- [To be done] Arrange the listing below as a JSON list of strings, one string per line, starting at its beginning and ending with the line that contains "column 267, row 694", both included. Leave out blank lines and the pictures.

Saved data entries:
-*-*-
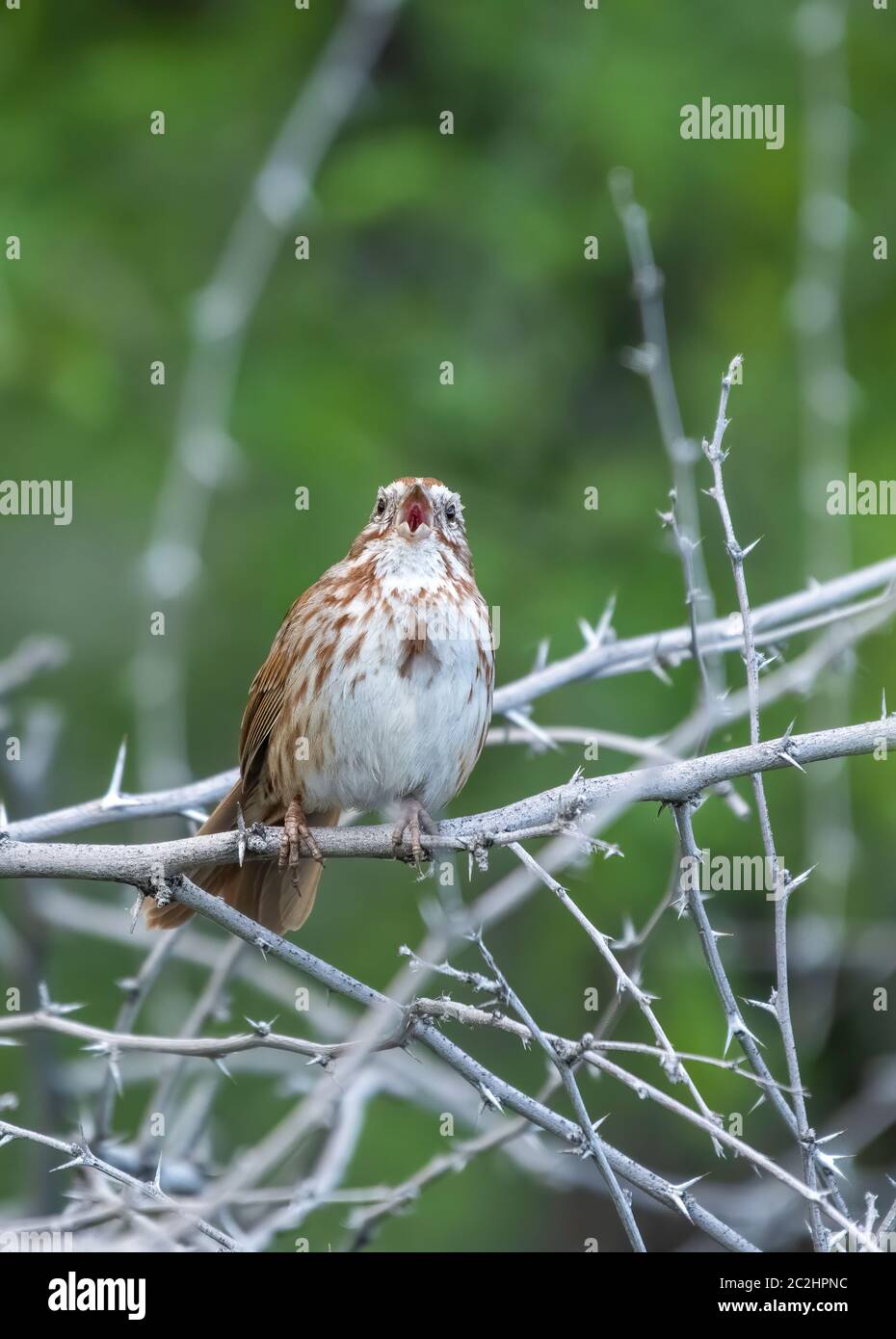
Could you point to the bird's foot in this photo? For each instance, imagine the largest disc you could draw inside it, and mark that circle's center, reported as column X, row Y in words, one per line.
column 414, row 823
column 295, row 831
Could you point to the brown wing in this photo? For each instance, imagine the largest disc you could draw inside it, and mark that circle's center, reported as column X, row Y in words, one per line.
column 267, row 694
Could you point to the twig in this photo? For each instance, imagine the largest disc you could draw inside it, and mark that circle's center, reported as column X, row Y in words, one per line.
column 737, row 555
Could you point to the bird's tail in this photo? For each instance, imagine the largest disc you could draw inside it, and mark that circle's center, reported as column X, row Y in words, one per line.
column 257, row 889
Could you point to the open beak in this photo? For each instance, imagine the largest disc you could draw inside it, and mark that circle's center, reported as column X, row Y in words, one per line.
column 415, row 514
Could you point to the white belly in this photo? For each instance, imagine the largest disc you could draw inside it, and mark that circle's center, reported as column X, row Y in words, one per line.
column 402, row 734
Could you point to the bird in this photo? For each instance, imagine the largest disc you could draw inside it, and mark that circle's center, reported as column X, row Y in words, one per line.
column 375, row 696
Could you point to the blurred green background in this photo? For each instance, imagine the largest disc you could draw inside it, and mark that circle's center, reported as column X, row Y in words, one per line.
column 425, row 248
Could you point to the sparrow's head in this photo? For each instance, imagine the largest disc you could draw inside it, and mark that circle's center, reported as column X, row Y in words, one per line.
column 419, row 511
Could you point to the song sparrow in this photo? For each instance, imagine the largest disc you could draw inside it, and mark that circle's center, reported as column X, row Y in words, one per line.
column 377, row 694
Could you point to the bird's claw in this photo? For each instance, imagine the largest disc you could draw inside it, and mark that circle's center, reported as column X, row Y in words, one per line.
column 295, row 831
column 414, row 823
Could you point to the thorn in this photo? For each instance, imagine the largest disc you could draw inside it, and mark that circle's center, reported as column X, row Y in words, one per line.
column 489, row 1098
column 737, row 1027
column 264, row 1029
column 830, row 1160
column 241, row 838
column 117, row 1074
column 764, row 1005
column 800, row 879
column 75, row 1163
column 521, row 720
column 114, row 792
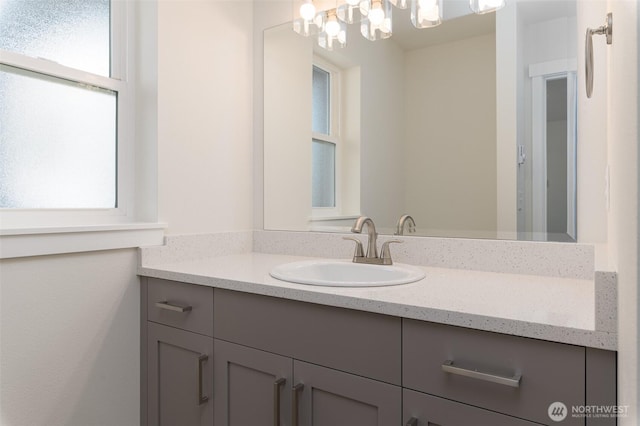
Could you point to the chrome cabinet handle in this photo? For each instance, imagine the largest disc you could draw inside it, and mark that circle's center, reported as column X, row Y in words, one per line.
column 294, row 403
column 201, row 398
column 276, row 400
column 173, row 307
column 514, row 381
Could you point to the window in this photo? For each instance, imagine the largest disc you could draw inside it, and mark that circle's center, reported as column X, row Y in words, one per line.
column 65, row 112
column 325, row 139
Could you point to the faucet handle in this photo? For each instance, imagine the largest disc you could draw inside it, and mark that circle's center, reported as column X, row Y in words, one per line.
column 359, row 249
column 385, row 253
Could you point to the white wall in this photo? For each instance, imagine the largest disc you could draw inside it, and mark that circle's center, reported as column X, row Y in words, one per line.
column 592, row 129
column 287, row 129
column 623, row 106
column 382, row 151
column 205, row 71
column 70, row 341
column 451, row 144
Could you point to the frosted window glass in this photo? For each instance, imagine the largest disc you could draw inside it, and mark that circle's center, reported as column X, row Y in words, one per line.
column 320, row 107
column 74, row 33
column 57, row 143
column 323, row 174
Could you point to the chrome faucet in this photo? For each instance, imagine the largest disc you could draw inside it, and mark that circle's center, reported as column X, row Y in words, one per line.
column 404, row 220
column 372, row 249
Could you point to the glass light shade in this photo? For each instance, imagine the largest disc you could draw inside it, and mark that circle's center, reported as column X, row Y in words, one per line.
column 349, row 12
column 376, row 22
column 485, row 6
column 426, row 13
column 400, row 4
column 334, row 31
column 305, row 18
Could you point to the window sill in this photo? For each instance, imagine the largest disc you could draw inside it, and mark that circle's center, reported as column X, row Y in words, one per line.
column 73, row 239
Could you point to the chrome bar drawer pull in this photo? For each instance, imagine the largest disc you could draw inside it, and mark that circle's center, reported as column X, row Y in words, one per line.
column 294, row 403
column 173, row 307
column 276, row 400
column 514, row 381
column 201, row 398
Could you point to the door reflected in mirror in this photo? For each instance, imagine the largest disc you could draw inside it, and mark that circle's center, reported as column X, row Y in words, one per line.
column 408, row 125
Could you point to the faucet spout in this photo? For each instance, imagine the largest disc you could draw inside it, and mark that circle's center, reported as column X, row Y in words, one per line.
column 372, row 249
column 404, row 220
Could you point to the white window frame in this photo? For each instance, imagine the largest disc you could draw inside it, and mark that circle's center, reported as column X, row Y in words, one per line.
column 120, row 83
column 34, row 232
column 334, row 136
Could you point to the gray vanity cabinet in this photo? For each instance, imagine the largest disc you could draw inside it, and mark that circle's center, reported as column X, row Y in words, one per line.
column 252, row 387
column 327, row 397
column 256, row 388
column 421, row 409
column 176, row 353
column 230, row 358
column 180, row 377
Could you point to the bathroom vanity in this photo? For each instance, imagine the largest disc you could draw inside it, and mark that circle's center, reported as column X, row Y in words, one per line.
column 226, row 344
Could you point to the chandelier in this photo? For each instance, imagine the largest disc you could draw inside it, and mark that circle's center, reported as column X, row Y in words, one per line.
column 329, row 21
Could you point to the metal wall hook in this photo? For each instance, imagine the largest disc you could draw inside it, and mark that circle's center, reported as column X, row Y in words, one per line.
column 607, row 30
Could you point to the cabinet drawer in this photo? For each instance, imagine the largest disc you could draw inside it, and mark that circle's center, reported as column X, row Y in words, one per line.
column 420, row 409
column 481, row 369
column 185, row 306
column 359, row 342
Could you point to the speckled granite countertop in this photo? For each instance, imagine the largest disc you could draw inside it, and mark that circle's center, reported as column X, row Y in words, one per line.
column 557, row 309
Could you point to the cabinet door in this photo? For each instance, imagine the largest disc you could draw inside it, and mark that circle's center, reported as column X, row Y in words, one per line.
column 179, row 377
column 330, row 398
column 421, row 409
column 251, row 386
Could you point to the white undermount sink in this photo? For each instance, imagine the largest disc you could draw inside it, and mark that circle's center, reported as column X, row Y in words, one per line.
column 342, row 273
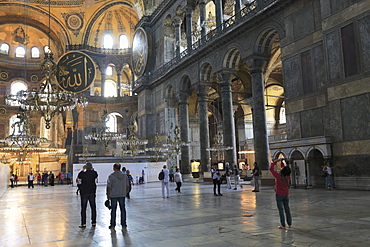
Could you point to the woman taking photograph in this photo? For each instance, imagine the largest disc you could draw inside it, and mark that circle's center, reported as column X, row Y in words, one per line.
column 282, row 183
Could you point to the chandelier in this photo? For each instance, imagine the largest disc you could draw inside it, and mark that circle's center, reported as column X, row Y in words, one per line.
column 21, row 142
column 174, row 146
column 105, row 136
column 49, row 100
column 157, row 149
column 130, row 146
column 218, row 145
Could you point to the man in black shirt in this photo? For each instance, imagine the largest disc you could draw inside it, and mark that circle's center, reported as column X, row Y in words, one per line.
column 88, row 193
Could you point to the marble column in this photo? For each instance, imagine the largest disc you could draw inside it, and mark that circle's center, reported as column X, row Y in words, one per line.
column 177, row 20
column 119, row 85
column 238, row 8
column 228, row 116
column 103, row 76
column 203, row 17
column 204, row 127
column 260, row 137
column 184, row 132
column 219, row 15
column 189, row 27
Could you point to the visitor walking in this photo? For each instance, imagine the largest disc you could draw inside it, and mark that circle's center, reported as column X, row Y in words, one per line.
column 178, row 180
column 117, row 188
column 282, row 184
column 88, row 193
column 256, row 177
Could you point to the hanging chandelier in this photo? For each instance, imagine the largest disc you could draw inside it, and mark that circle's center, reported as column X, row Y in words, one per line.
column 130, row 146
column 105, row 136
column 49, row 100
column 174, row 145
column 21, row 142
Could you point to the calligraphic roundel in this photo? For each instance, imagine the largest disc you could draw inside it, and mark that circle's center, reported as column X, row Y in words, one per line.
column 75, row 72
column 139, row 52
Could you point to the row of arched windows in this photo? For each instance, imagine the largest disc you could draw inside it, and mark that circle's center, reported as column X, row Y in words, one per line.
column 108, row 41
column 20, row 51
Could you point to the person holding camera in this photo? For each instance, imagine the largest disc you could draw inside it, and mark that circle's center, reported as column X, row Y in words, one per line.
-*-*-
- [Problem solution]
[
  "Could you point to the bird's foot in this photo? For each instance, imagine the largest disc you could draw inside it, and mark that circle's center, reported as column X, row Y in words, one per line.",
  "column 414, row 823",
  "column 295, row 831",
  "Could you point to the brown wing in this photo? For each instance, imagine the largest disc you could draw inside it, and mark that circle's center, reported as column X, row Y in words, one per line.",
  "column 267, row 694"
]